===== TEKST ŹRÓDŁOWY =====

Z kolei ogólnie biorąc pod uwagę to, co pisałeś - i na temat kwestii matematyki w tym filmie, i sam fakt, że dla Ciebie to bełkot, a bełkot jest raczej pozbawiony sensu, czy inaczej - jak ktoś nazywa cos bełkotem, to nie widzi w tym sensu lub/i porządku/logiki - stąd wniosek, że nie zrozumiałeś. Ten film jest mocno spójny i z bardzo konkretnym przesłaniem. Ty widzisz bełkot, więc chyba nie widzisz tej spójności, sensu poszczególnych elementów, logiki konkretnych scen, przesłania.
No i sorry, ale co do tego wszystkiego ma kreacjonizm i teoria ewolucji??? Wiesz, po takim tekście mogę się jedynie domyślać, że jesteś jednym z tych wojujących ateistów, którzy bardzo pragną wypadać na inteligentnych, (głównie za pomocą częstego wyśmiewania wierzących, co przecież nie jest trudne i bynajmniej inteligencji nie wymaga...), a niestety bardzo rzadko używają mózgu.
W dodatku mieszasz różne pojęcia. I tym powyższym postem potwierdzasz, że nie masz pojęcia na temat kabały. Wylatujesz z New Age, kreacjonizmem itd. Zamierzasz używać jakichś terminów, to weź poznaj choćby w zarysie czego one dotyczą. Ciekawe, że pisałeś o ignorancji reżysera, podczas gdy sam wykazujesz aż tak daleko posuniętą ignorancję.
No i wiesz, właśnie akurat tak się składa, że mam wykształcenie wyższe w kierunkach ścisłych i jak czytam Twoje wypowiedzi, to coś mi się wydaje że w przeciwieństwie do mnie nie uczestniczyłeś w żadnych zajęciach z matematyki wyższej, a Twoje na jej temat wyobrażenie to no cóż... po prostu tylko i wyłącznie dokładnie wyobrażenie. Sam fakt, że wylatujesz z tekstem, że zero i jedynka występują w _każdym_ wzorze, a Pi nie jest niczym wyjątkowym. No błagam...
No np. ja zauważyłam, ale jak widać wyżej nie każdy jest gotów to zaakceptować.
Jeżeli uważasz, że Cohen pod pojęciem "prawidłowości" rozumiał znalezienie okresu liczby pi, to wybacz, ale twoja wiedza o matematyce jest raczej mizerna. Facet był wybitnym matematykiem i jego myśli krążyły w rejonach zupełnie nam niedostępnych. On szukał prawidłowości, których my byśmy nie pojęli, nawet gdyby je nam pokazał.
Jak dla mnie ten film wcale nie był o matematyce, obliczenia to najwyżej otoczka do innych treści ;).
No kurde, czepiasz się, to jest SF, sztuka, traktuj to symbolicznie... matematycy zasrani, wszędzie się to cholerstwo wciśnie...

=====

POLECENIE -
Streść powyższą dyskusję o filmie w dwóch zdaniach.

===== WYKAZ DANYCH =====

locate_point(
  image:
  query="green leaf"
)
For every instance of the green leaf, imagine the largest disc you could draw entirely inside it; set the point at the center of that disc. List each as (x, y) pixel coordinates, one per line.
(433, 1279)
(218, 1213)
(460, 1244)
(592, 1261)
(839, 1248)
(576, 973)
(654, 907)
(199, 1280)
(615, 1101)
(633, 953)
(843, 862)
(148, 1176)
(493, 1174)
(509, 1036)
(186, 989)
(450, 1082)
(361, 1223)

=====
===== WYKAZ DANYCH =====

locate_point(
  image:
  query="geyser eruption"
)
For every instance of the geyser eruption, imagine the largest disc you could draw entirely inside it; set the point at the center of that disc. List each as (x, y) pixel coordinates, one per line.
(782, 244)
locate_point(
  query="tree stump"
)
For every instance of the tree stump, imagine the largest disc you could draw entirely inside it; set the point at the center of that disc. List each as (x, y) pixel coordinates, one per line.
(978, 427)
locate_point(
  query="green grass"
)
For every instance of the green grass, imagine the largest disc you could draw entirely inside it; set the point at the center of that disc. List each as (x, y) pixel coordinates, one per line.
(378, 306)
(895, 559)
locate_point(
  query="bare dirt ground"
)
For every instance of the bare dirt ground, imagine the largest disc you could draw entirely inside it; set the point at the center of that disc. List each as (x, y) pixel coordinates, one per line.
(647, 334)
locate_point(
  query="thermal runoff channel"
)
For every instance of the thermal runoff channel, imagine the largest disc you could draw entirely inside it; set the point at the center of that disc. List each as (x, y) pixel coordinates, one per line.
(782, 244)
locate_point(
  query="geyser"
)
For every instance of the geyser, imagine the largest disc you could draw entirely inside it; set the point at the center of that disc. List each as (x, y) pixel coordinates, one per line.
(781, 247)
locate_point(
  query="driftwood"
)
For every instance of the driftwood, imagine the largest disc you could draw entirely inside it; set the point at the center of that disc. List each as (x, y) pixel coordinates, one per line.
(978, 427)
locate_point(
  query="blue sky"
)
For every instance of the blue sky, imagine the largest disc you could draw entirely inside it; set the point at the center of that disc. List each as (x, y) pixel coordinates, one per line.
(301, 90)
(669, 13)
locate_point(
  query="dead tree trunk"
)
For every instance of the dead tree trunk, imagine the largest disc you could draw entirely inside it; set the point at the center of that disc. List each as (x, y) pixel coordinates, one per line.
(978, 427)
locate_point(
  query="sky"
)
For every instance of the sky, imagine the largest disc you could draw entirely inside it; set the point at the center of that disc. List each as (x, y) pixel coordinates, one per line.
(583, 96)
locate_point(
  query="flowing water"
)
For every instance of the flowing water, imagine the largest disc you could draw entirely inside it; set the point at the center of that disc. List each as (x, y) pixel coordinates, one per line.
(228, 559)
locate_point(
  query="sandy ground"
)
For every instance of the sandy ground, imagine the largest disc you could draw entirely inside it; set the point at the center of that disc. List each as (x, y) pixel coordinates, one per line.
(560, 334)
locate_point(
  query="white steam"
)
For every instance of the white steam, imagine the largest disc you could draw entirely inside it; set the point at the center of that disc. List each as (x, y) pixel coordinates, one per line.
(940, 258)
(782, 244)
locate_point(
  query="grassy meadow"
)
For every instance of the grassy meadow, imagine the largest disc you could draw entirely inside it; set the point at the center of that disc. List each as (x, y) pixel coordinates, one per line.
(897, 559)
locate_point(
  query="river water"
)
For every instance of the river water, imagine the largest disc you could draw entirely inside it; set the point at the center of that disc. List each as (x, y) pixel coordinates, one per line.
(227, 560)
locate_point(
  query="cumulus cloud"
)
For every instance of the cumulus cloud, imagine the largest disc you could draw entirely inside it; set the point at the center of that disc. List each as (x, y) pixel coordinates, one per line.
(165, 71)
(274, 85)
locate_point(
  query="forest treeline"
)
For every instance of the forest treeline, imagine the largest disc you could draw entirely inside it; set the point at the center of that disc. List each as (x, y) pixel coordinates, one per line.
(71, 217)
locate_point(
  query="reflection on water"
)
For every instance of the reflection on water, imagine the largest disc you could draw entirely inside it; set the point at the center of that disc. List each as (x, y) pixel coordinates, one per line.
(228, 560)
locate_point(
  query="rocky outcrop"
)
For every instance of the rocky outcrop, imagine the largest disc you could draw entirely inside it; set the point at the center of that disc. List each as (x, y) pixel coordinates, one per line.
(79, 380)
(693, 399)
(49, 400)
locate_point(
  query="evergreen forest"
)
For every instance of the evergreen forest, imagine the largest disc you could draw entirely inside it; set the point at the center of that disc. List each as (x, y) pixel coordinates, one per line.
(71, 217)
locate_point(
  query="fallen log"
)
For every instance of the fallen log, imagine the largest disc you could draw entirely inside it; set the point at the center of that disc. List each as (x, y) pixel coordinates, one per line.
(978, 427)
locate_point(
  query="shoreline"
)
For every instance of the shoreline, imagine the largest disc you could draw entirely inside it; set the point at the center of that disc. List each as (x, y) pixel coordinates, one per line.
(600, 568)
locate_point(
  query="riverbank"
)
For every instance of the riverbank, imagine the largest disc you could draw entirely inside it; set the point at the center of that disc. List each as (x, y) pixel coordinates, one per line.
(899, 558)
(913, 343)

=====
===== WYKAZ DANYCH =====

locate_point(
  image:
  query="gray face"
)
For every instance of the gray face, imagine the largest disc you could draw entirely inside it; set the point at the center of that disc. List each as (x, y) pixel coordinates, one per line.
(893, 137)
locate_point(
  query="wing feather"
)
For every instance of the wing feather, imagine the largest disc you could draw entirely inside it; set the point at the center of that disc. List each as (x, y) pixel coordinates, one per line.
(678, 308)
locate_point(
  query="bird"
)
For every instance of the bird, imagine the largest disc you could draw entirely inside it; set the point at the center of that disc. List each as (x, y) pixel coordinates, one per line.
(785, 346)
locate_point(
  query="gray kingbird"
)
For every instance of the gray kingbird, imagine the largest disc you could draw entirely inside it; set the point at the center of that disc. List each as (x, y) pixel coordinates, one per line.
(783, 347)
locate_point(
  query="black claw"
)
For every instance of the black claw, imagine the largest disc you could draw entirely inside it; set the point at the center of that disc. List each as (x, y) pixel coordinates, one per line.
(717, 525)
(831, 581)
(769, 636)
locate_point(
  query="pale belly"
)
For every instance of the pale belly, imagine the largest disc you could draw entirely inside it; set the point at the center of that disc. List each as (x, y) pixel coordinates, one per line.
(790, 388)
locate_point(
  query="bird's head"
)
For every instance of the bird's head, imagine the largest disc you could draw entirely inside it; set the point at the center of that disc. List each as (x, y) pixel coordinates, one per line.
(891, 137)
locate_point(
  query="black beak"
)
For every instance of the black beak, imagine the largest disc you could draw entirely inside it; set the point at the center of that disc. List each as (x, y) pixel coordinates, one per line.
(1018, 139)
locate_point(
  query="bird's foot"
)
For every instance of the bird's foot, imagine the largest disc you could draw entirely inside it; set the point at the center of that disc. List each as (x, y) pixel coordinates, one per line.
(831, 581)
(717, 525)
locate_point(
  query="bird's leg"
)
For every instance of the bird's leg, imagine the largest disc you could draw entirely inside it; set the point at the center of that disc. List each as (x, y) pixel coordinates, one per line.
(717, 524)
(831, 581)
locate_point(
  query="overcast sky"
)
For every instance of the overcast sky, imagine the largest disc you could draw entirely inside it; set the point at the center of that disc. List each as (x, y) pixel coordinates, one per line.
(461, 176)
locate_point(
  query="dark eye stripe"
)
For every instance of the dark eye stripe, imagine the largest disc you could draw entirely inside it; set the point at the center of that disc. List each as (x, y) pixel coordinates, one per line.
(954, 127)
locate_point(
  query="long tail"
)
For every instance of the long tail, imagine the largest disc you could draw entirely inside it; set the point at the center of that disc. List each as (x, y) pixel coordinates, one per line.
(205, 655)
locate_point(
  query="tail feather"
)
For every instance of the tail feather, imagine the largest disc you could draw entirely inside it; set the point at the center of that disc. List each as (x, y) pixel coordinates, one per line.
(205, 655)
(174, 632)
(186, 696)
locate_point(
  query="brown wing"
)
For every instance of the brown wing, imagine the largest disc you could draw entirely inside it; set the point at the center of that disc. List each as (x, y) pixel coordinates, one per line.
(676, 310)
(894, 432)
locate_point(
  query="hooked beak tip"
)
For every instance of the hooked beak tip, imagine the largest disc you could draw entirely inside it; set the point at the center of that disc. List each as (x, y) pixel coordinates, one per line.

=====

ROZWIĄZANIE ZADANIA -
W dyskusji zarzuca się rozmówcy, że nazywając film bełkotem, nie dostrzegł jego spójności i przesłania, że miesza pojęcia, takie jak kabała, New Age i kreacjonizm, oraz że ma o matematyce wyższej jedynie wyobrażenie. Pada też uwaga, że Cohen szukał prawidłowości niepojętych dla zwykłych ludzi, a nie okresu liczby pi, a inne głosy twierdzą, że film wcale nie był o matematyce i jako SF oraz sztukę należy go traktować symbolicznie.